**Exercise requirements:** Could you lay out the records as a JSON list of strings, one string per line and no blank lines? Begin at the line that has "of curly dark" and stop after the last line of the records.

**Task inputs:**
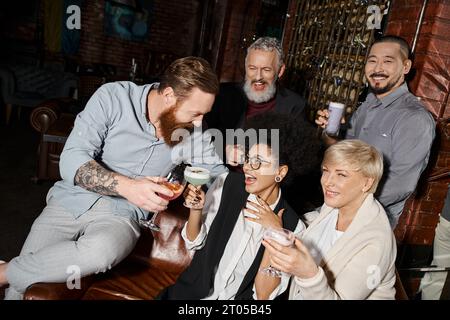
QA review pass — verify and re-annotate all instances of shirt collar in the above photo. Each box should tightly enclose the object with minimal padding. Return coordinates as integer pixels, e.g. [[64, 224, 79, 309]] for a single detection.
[[367, 82, 409, 108], [141, 82, 159, 140]]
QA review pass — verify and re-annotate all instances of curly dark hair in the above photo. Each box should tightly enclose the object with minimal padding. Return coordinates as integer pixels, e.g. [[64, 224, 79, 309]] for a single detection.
[[245, 111, 323, 185]]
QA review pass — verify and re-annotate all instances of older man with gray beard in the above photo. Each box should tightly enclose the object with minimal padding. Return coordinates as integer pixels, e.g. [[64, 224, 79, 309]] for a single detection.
[[205, 37, 305, 166]]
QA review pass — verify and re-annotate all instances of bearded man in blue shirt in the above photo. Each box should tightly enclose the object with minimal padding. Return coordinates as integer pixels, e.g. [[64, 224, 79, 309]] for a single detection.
[[0, 57, 226, 299]]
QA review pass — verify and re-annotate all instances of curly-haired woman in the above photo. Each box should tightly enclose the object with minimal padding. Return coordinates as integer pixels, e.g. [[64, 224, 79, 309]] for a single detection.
[[159, 113, 320, 299]]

**Task output:**
[
  "QA review pass — verify and re-annotate all instances of curly dark hair in the above photo. Each box should tightly enclose the object with minimal padding. Return coordinates as integer pixels, e.g. [[64, 224, 79, 309]] for a single detection.",
  "[[245, 111, 323, 185]]",
  "QA review pass — verify and re-annotate all instances of older man with gray beard in the above photo. Each box should tightly enclose the object with minimal padding. Return coordinates as integer pixels, e.g. [[64, 224, 79, 309]] for a single detection.",
  "[[205, 37, 305, 166]]",
  "QA review pass — verify and re-annotate all instances of bearded man in blue shirt in the above photo. Each box should tightly enclose the object with minimal padding. Return coordinates as integer pixels, e.g. [[64, 224, 79, 309]] for a single detection.",
  "[[0, 57, 226, 299]]",
  "QA review pass — verify and re-annotate all instances of curly-haired woman in the above photo. Each box should tightly enclose the object with minimal padding. Return coordinates as integer pixels, e.g. [[64, 224, 79, 309]] for a single detection.",
  "[[159, 113, 320, 299]]"
]